Actual results could differ from those estimates.

The results for the three months ended March 31, 1997 are not necessarily
indicative of future financial results.

NOTE 2.   RECLASSIFICATION:

Certain prior period amounts have been reclassified to conform to current year
presentation.

NOTE 3.   BUSINESS:

PMC Capital is a diversified, closed-end management investment company that has
elected to operate as a business development company under the Investment
Company Act of 1940 (the "1940 Act"). PMC engages in the business of
originating loans to small businesses either directly or through its three
principal subsidiaries: First Western SBLC Inc. ("First Western"), PMC
Investment Corporation ("PMIC") and Western Financial Capital Corporation
("Western Financial"). First Western, PMIC and Western Financial are registered
under the 1940 Act as diversified, closed-end management investment companies.
---
__CHALLENGE 1__
Copy word for word the lines of the listing below, starting with the line containing "This is a UI grounding task. Locate the tree" and ending with the line containing "xmin=0 ymin=21 xmax=74 ymax=143". Include both of those lines.
---
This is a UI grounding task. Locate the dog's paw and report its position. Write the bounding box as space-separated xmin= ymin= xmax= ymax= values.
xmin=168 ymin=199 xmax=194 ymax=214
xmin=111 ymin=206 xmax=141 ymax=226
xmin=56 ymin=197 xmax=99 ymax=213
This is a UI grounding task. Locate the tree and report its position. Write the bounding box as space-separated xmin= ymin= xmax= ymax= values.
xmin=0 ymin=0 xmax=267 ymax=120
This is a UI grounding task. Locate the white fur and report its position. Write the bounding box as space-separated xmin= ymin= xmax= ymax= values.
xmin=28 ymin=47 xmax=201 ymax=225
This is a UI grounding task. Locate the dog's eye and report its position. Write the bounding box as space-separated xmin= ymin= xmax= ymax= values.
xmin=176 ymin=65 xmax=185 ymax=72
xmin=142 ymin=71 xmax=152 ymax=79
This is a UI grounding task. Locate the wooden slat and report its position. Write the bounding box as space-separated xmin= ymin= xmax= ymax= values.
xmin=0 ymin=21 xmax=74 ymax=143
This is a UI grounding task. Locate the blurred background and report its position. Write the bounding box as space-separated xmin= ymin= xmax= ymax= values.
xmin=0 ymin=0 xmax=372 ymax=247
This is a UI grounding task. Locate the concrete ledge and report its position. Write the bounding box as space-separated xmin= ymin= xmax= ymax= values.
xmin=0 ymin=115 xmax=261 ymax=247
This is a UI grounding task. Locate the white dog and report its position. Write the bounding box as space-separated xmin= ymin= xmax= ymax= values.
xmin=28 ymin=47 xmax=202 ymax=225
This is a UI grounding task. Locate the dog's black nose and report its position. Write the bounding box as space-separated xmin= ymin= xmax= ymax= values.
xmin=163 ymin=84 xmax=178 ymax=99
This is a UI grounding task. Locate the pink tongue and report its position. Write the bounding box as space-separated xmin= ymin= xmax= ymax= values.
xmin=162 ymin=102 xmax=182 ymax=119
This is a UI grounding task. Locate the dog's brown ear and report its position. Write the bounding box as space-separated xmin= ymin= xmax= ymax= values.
---
__CHALLENGE 2__
Repeat verbatim the part of the financial notes above that runs from "The results for" to "presentation.".

__CORRECT RESPONSE 1__
This is a UI grounding task. Locate the tree and report its position. Write the bounding box as space-separated xmin= ymin= xmax= ymax= values.
xmin=0 ymin=0 xmax=267 ymax=120
This is a UI grounding task. Locate the white fur and report its position. Write the bounding box as space-separated xmin= ymin= xmax= ymax= values.
xmin=28 ymin=47 xmax=201 ymax=225
This is a UI grounding task. Locate the dog's eye and report its position. Write the bounding box as space-separated xmin= ymin= xmax= ymax= values.
xmin=176 ymin=65 xmax=185 ymax=72
xmin=142 ymin=71 xmax=152 ymax=79
This is a UI grounding task. Locate the wooden slat and report its position. Write the bounding box as space-separated xmin= ymin= xmax= ymax= values.
xmin=0 ymin=21 xmax=74 ymax=143

__CORRECT RESPONSE 2__
The results for the three months ended March 31, 1997 are not necessarily
indicative of future financial results.

NOTE 2.   RECLASSIFICATION:

Certain prior period amounts have been reclassified to conform to current year
presentation.